TASK DIRECTIONS: Search the data below for the word "shadow" and copy each line that holds it.

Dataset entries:
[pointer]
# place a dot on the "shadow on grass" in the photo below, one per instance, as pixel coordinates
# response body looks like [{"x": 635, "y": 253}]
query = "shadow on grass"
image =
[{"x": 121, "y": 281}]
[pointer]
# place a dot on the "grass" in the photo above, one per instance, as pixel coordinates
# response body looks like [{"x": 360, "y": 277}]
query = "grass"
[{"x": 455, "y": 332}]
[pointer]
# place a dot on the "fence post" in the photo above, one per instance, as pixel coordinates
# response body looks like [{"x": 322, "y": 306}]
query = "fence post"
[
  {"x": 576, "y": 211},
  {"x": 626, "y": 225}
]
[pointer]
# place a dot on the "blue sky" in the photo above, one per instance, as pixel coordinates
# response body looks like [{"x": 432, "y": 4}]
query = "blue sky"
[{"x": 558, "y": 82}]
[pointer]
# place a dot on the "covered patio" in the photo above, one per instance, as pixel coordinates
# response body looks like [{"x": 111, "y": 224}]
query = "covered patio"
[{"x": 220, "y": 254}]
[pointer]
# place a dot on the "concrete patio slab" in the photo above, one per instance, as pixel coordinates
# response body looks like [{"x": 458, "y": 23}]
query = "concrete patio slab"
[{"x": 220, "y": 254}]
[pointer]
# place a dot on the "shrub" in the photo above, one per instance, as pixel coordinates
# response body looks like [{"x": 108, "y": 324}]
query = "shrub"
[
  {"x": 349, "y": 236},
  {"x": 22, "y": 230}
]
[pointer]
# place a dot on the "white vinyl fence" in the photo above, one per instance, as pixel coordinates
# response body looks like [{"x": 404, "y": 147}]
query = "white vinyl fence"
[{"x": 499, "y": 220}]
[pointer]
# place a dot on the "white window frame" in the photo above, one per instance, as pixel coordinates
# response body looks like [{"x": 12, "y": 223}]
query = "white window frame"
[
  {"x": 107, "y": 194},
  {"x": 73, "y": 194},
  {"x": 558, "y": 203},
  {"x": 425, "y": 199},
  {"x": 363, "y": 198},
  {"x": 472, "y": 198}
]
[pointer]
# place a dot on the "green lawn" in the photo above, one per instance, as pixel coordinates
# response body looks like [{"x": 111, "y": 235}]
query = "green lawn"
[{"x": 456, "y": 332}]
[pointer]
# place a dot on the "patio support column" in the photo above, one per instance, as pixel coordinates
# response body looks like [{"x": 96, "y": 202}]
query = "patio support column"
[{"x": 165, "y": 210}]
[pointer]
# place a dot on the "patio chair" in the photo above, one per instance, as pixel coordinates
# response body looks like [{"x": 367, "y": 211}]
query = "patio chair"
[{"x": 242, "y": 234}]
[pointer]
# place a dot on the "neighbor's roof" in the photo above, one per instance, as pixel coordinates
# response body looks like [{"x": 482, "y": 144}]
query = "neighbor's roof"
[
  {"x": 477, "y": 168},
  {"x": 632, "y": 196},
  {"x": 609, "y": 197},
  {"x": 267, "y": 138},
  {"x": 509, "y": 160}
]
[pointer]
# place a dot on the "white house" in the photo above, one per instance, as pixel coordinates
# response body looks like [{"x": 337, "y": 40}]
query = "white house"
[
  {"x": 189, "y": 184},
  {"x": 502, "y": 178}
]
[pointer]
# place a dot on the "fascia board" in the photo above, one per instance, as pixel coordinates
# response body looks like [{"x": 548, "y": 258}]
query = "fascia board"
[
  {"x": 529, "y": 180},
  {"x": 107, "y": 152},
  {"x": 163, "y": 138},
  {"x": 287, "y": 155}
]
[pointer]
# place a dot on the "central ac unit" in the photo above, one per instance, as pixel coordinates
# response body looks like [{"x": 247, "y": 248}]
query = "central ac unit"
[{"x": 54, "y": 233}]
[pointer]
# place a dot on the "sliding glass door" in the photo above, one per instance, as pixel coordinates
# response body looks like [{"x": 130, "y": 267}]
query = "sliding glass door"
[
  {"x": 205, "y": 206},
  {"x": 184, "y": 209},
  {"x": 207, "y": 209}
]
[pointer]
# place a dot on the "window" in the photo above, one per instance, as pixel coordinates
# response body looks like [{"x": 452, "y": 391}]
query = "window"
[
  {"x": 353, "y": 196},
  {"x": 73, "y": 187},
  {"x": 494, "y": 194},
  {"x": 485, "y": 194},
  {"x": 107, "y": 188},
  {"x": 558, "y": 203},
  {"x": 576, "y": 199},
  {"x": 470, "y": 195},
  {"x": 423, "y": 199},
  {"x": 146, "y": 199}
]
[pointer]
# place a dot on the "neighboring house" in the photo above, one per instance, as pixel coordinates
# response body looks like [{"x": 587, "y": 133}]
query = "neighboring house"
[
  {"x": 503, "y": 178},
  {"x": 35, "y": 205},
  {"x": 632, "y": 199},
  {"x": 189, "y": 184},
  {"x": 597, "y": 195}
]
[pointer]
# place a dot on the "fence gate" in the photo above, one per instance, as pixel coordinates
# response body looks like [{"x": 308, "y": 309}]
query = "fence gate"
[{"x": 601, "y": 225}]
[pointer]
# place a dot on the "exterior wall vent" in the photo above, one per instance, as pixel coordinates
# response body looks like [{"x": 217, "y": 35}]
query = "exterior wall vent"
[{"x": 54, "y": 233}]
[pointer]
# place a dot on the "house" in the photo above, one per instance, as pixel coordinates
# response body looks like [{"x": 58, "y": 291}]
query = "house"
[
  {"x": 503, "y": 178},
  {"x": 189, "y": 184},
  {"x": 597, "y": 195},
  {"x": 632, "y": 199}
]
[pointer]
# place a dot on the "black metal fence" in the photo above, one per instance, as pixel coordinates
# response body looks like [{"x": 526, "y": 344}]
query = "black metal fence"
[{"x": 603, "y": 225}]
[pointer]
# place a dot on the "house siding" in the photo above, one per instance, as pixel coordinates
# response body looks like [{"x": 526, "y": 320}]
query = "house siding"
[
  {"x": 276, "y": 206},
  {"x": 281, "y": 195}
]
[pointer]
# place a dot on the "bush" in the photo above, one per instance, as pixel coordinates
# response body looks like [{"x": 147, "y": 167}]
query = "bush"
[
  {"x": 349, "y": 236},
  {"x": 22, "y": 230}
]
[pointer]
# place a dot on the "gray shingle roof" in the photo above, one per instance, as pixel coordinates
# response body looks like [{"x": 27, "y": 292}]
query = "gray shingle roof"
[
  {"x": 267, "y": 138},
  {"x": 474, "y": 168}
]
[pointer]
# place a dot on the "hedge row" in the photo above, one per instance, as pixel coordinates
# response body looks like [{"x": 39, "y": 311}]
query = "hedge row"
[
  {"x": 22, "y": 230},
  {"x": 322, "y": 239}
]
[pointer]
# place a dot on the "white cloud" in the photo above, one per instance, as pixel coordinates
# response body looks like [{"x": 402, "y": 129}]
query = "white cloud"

EXERCISE ANSWER:
# place a dot on the "shadow on grass" in the photo below, one per instance, as pixel coordinates
query = "shadow on grass"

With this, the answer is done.